Natural language region descriptions:
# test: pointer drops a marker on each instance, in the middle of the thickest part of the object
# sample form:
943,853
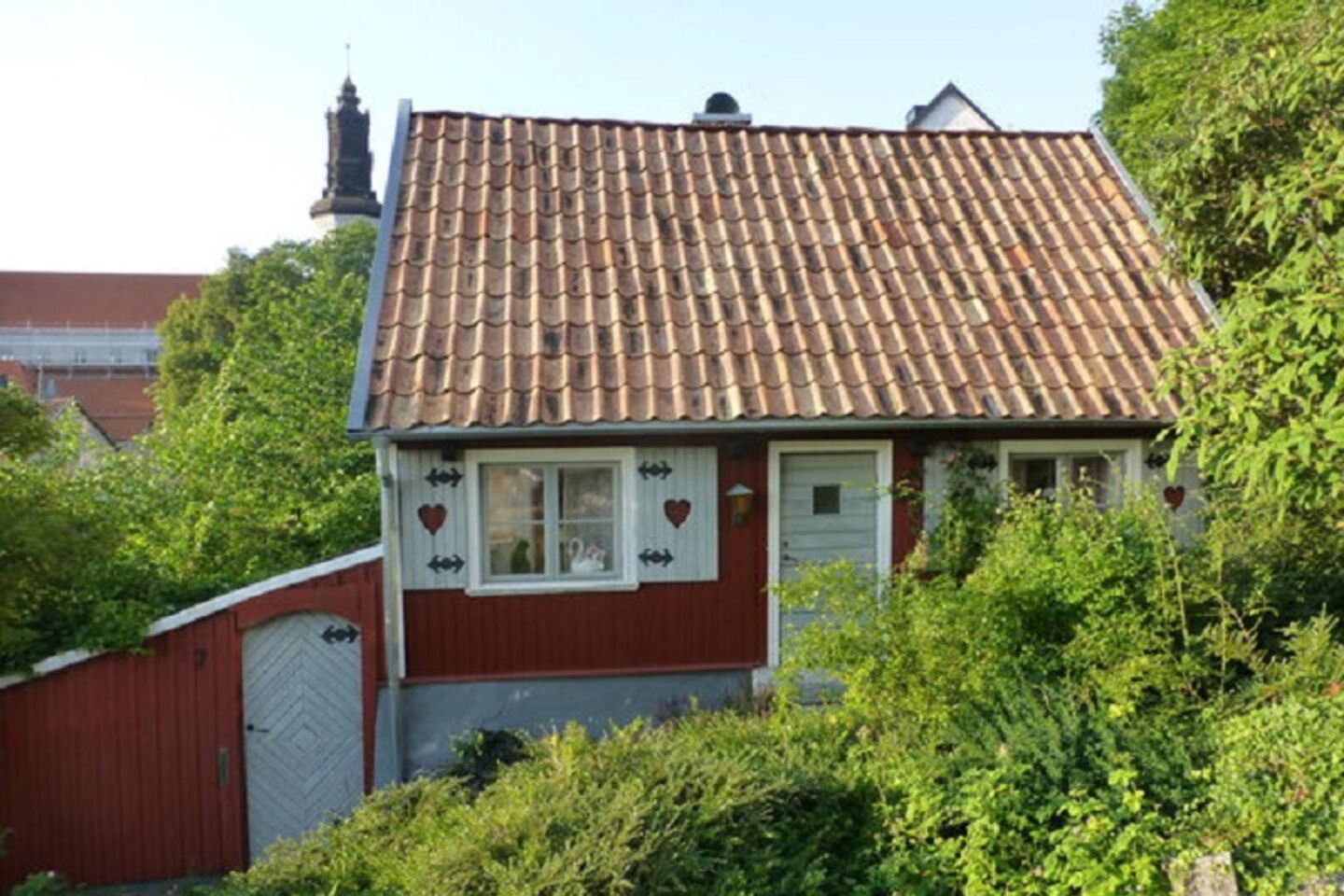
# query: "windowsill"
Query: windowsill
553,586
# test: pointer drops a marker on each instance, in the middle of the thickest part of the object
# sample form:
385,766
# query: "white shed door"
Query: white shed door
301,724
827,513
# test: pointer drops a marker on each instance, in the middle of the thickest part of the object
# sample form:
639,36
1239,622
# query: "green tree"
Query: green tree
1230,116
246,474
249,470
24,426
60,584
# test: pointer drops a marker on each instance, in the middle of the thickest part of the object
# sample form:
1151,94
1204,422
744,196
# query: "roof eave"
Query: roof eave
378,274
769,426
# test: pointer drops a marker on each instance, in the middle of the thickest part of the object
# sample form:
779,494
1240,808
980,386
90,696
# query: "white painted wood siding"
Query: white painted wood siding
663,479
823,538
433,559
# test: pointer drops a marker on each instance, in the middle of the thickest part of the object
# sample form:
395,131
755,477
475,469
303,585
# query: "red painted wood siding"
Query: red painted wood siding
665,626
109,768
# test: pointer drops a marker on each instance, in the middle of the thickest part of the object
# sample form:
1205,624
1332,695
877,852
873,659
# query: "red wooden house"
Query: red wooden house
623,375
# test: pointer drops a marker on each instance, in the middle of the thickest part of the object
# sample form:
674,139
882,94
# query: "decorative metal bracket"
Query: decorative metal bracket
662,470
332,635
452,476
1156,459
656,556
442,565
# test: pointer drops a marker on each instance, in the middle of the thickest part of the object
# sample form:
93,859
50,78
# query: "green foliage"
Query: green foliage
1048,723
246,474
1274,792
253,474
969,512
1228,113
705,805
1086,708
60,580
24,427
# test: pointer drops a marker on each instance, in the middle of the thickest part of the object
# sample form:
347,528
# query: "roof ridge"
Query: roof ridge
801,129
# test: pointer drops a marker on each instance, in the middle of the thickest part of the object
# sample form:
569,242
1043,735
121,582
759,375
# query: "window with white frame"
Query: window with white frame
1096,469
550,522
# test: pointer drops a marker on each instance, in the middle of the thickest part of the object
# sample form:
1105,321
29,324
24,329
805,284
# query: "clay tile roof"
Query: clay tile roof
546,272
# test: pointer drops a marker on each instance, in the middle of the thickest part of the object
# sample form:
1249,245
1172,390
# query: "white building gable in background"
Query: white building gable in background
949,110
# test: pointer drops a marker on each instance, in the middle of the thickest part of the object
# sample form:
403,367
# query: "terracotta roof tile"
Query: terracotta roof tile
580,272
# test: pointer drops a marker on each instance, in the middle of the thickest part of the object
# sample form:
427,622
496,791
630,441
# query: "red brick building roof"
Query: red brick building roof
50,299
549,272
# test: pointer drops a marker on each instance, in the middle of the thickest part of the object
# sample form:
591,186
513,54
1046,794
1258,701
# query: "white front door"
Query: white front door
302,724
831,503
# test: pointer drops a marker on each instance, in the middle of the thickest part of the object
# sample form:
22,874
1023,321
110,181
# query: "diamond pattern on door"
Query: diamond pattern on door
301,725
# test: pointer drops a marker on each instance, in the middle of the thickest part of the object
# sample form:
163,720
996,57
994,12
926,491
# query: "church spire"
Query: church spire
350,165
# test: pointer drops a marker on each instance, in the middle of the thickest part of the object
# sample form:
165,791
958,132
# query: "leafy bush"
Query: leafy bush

▸ Activity: Restate each entry verbatim and skip every image.

▸ Your solution:
# test: pointer drops a marker on each instance, in the middle of the thickest part of the object
# sample form:
943,853
# query: "windowsill"
Query: windowsill
553,586
# test: pointer drops a marker on each instance, in the middle of the thickest part of the object
# sample form:
385,766
# query: "white shed door"
Query: white shed door
301,724
827,513
# test: pointer drops a marker on each instance, in the middle of the thickest part of the object
# sample form:
639,36
1239,622
# query: "green tree"
Query: green tree
1230,116
246,474
249,470
24,426
60,584
# test: pointer drops a marker on each instance, in the middle of the thickest part of the object
# sample form:
1151,94
1204,422
744,196
# query: "roof eave"
Query: roof eave
378,274
769,426
# test: pointer drops a marker on each instance, in the middle of the thickest part of the object
# sample form:
779,494
1240,808
980,386
90,696
# query: "white painted wood siding"
Query: white painted wood siding
663,479
823,538
433,559
# test: pointer drops a marker on each instance, in the middle of the thickest part of the object
# sample form:
395,131
755,477
475,469
303,585
# query: "red painted wood siding"
Query: red painted wood siding
665,626
109,768
# test: pointer drops a marker on each instance, in the middle of the thickest part of the object
# sample form:
1205,624
1332,695
877,852
873,659
# query: "red wooden house"
Query: red wooden house
623,375
# test: pointer drops a marker on each instance, in the middle of the thickest part of the object
# sample form:
674,139
882,94
# query: "decorative metal bracket"
Query: decorative metal bracket
662,470
332,635
452,476
1156,459
656,556
442,565
# test: pointer drops a marker on each instance, in the middle of the thickest part of the object
# sample form:
93,859
50,78
# query: "green foliage"
Query: green foliage
1048,723
246,474
1274,792
253,474
969,512
1228,113
705,805
1086,708
60,580
24,427
# test: pointer drops a marker on each instance, in the middle of the thickest part of the object
# sample form:
347,528
# query: "roof ridge"
Query: roof ridge
801,129
# test: pointer drops a marker on each instance, in the middle of the thickest part of the object
# sample form:
569,242
1043,735
121,582
759,375
# query: "window with white frame"
Query: window with white frame
1096,469
550,522
# test: pointer drops a marker on each instance, in the middle of the thickest part of the object
# sample form:
1105,321
29,324
24,329
805,284
# query: "clay tile roof"
Query: clay tile roof
546,272
# test: pointer drops a marker on each instance, in the middle of the thickest part of the object
# sample form:
1249,245
1172,390
# query: "white building gable in background"
Query: white building gable in background
949,110
# test: pointer drops a marker on each instance, in the middle of the thickest part of the object
# sample form:
403,367
# query: "terracotta roof tile"
Query: terracotta roof tile
580,272
# test: pointer drops a marker on each instance, in the middle of the thickest part of the object
# sample form:
427,622
496,791
630,441
# query: "red brick building roof"
Query: red brick building roof
50,299
549,272
# test: pointer drops a marker on each instance, in the middle of the thickest part of the object
# sample form:
591,186
513,54
1046,794
1258,701
# query: "white front door"
Query: white front door
302,724
831,503
# test: pointer drops a marker on each instance, in the middle of the thickest part of the object
# sample form:
22,874
1023,321
110,181
# query: "diamond pattern on door"
Query: diamond pattern on door
301,725
# test: pointer drops a marker on each instance, in the middle of the thickest part of the object
# sample form:
163,720
996,57
994,12
926,491
# query: "church spire"
Query: church spire
350,165
# test: pointer drops a marker on each instance, in the middle of the thickest part of the object
# sample form:
165,791
958,132
# query: "leafy bush"
Query: leafy bush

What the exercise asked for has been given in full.